# Dataset content start
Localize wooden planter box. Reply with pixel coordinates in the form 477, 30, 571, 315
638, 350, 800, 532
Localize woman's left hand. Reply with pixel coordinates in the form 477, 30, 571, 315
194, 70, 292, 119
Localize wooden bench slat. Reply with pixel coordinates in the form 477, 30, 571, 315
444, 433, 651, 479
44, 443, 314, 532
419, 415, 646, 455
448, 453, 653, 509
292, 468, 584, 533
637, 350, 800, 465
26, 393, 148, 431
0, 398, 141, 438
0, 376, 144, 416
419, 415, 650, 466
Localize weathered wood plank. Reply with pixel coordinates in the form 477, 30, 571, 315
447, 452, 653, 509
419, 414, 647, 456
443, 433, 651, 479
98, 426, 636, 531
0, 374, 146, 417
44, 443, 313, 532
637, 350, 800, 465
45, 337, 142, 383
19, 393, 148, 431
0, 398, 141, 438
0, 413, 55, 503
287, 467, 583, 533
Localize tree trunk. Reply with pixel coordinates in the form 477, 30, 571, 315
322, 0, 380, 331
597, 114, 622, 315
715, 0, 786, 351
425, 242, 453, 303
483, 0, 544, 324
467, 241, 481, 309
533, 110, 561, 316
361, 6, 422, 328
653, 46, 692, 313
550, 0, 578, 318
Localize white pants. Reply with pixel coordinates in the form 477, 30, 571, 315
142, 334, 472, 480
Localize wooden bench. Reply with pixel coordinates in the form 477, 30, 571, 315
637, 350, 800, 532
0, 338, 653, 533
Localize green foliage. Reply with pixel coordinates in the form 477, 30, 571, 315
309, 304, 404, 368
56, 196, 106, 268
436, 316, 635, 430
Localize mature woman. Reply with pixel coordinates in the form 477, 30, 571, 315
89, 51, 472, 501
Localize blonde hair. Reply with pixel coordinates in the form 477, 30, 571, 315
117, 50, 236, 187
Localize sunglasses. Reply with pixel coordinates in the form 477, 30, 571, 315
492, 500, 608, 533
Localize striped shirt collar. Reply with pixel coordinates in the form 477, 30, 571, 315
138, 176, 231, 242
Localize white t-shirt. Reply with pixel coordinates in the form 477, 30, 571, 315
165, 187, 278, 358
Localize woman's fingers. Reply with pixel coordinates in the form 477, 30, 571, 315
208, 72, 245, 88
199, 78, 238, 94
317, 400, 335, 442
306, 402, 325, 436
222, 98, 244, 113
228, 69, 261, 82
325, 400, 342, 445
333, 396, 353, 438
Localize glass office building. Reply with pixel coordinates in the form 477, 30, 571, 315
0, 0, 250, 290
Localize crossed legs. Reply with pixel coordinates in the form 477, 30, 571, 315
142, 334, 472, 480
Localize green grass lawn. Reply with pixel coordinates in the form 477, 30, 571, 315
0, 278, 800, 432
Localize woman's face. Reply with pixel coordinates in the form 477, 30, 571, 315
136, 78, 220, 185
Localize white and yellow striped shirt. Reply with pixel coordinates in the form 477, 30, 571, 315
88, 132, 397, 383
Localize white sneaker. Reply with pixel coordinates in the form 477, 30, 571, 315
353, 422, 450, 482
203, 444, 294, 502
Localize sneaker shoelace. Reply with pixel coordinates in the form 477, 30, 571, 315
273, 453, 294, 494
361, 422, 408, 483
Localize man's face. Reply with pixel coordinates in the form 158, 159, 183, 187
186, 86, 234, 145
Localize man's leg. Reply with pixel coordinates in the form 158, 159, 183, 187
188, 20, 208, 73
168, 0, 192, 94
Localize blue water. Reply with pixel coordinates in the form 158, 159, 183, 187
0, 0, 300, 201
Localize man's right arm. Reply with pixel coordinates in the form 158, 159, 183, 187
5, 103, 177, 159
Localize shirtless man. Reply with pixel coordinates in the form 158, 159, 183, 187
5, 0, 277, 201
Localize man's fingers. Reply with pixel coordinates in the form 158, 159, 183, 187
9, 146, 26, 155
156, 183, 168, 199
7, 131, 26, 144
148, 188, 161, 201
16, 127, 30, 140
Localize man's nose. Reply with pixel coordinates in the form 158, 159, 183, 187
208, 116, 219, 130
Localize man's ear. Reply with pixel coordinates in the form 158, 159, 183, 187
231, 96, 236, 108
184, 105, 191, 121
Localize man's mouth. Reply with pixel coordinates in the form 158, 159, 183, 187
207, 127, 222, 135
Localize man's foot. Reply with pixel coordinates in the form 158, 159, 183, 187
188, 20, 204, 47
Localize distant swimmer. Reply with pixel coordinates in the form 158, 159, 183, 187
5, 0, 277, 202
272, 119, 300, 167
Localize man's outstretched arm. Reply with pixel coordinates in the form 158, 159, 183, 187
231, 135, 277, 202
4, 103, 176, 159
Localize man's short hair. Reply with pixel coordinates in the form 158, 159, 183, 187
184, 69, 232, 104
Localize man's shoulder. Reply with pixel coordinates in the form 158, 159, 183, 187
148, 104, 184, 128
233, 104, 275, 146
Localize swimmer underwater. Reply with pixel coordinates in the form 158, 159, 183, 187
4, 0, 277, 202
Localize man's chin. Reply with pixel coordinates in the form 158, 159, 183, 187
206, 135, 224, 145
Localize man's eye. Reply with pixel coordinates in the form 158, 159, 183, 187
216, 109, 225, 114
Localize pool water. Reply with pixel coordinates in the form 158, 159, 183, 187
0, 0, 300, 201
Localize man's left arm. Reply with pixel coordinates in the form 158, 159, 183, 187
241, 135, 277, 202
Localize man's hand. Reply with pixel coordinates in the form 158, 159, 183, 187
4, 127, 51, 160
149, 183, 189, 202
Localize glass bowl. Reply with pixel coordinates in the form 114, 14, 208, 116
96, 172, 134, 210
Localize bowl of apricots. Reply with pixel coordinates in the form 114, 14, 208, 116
# Dataset content end
What is needed: Copy every line of the records above without changing anything.

Exercise response:
Localize wooden planter box. Reply with pixel coordinates in the form 477, 30, 571, 315
638, 350, 800, 532
Localize woman's left hand. Reply with pixel coordinates in the form 477, 30, 571, 315
194, 70, 292, 119
Localize wooden bench slat. Reply with pixel coordinates in the form 477, 30, 571, 315
444, 433, 651, 479
44, 443, 314, 532
419, 415, 646, 455
448, 453, 653, 509
292, 468, 584, 533
637, 350, 800, 465
26, 393, 148, 431
0, 398, 141, 438
0, 376, 144, 416
419, 415, 650, 466
Localize weathered wood plank. Reply with pixel coordinates in the form 477, 30, 571, 315
447, 452, 653, 509
419, 414, 647, 456
443, 433, 651, 479
98, 426, 636, 531
0, 374, 146, 417
44, 443, 313, 532
637, 350, 800, 465
45, 337, 142, 383
19, 393, 148, 431
0, 398, 141, 438
0, 413, 55, 503
287, 467, 583, 533
Localize tree trunk. Reply with pixel coordinates in the form 477, 30, 571, 315
322, 0, 380, 331
597, 114, 622, 315
715, 0, 786, 351
425, 242, 453, 303
483, 0, 544, 324
467, 241, 481, 309
533, 110, 561, 316
361, 6, 422, 328
653, 46, 692, 313
550, 0, 578, 318
Localize white pants. Reply with pixel coordinates in the form 477, 30, 571, 315
142, 334, 472, 480
Localize wooden bench. Reply with pixel coordinates in the form 477, 30, 571, 315
637, 350, 800, 532
0, 338, 653, 533
Localize green foliage. Reply with pixel coordinates in the form 477, 30, 571, 315
309, 304, 404, 368
56, 196, 106, 268
436, 316, 635, 430
Localize mature woman. Reply with pixel coordinates in the form 477, 30, 571, 315
89, 51, 472, 501
Localize blonde hair. Reply with pixel coordinates in the form 477, 30, 571, 315
117, 50, 236, 187
Localize sunglasses. Reply with pixel coordinates in the form 477, 30, 571, 315
492, 500, 608, 533
Localize striped shirt collar. Reply with pixel coordinates in the form 477, 30, 571, 315
138, 176, 231, 242
Localize white t-shirt. Reply with pixel coordinates in the form 477, 30, 571, 315
165, 187, 278, 358
Localize woman's fingers. Reply with pixel coordinates in the form 477, 30, 571, 315
208, 72, 245, 88
199, 78, 238, 94
317, 400, 335, 442
306, 402, 325, 436
222, 98, 244, 113
228, 69, 261, 82
325, 400, 342, 445
333, 396, 353, 438
Localize glass office building. Reply with pixel coordinates in the form 477, 30, 571, 315
0, 0, 250, 290
Localize crossed legs. Reply with pixel coordinates in the form 477, 30, 571, 315
142, 334, 472, 480
Localize green grass lawn. Reply with pixel coordinates in the form 477, 30, 571, 315
0, 278, 800, 432
Localize woman's face. Reply with pixel coordinates in the form 477, 30, 571, 315
136, 78, 220, 185
Localize white and yellow striped shirt. Reply with pixel coordinates in the form 477, 30, 571, 315
88, 132, 397, 383
Localize white sneaker. Reply with pixel coordinates in the form 477, 30, 571, 315
353, 422, 450, 482
203, 444, 294, 502
Localize sneaker shoelace. Reply with pixel coordinates in the form 477, 30, 571, 315
273, 453, 294, 494
361, 422, 408, 483
Localize man's face. Reply with pixel coordinates in the form 158, 159, 183, 187
186, 86, 234, 145
Localize man's leg. Reply with pixel coordinates in the form 158, 159, 183, 187
188, 20, 208, 73
168, 0, 192, 94
Localize blue water. Reply with pixel coordinates in the form 158, 159, 183, 187
0, 0, 300, 201
Localize man's right arm. Reply with pixel coordinates in the form 158, 159, 183, 187
5, 103, 177, 159
Localize shirtless man. Reply with pixel coordinates in the form 158, 159, 183, 187
5, 0, 277, 201
Localize man's fingers. Reply with pixel coordinates in the form 158, 159, 183, 187
9, 146, 26, 155
156, 183, 168, 199
7, 131, 26, 144
148, 188, 161, 201
16, 127, 30, 140
Localize man's nose. Reply with pixel coordinates in the form 158, 159, 183, 187
208, 116, 219, 130
Localize man's ear. Reply with pixel coordinates in the form 158, 159, 183, 187
231, 96, 236, 108
184, 105, 191, 121
Localize man's mouth. Reply with pixel coordinates in the form 158, 159, 183, 187
207, 127, 222, 135
Localize man's foot. Reply with pixel coordinates in the form 158, 159, 183, 187
188, 20, 204, 47
Localize distant swimmer. Reply with pixel coordinates in the form 158, 159, 183, 187
5, 0, 277, 202
272, 119, 300, 167
Localize man's outstretched arm. Reply with pixel coordinates in the form 158, 159, 183, 187
231, 135, 277, 202
4, 103, 176, 159
Localize man's short hair. Reply with pixel coordinates in the form 158, 159, 183, 187
184, 69, 232, 104
Localize man's shoulder. Reply with pixel coordinates in the form 158, 159, 183, 187
148, 104, 184, 128
233, 104, 275, 146
Localize swimmer underwater. Reply with pixel coordinates in the form 158, 159, 183, 187
4, 0, 277, 202
Localize man's chin. Reply with pixel coordinates in the form 158, 159, 183, 187
206, 135, 224, 145
Localize man's eye. Reply with pixel coordinates in the form 158, 159, 183, 187
216, 109, 225, 114
Localize pool water. Reply with pixel coordinates in the form 158, 159, 183, 187
0, 0, 300, 201
Localize man's left arm. Reply with pixel coordinates in the form 158, 159, 183, 187
241, 135, 277, 202
Localize man's hand. Reply with pixel coordinates in the form 158, 159, 183, 187
4, 127, 51, 160
149, 183, 189, 202
Localize glass bowl. Reply with pixel coordinates in the form 114, 14, 208, 116
96, 172, 134, 210
Localize bowl of apricots. Reply with pixel coordinates in the form 114, 14, 208, 116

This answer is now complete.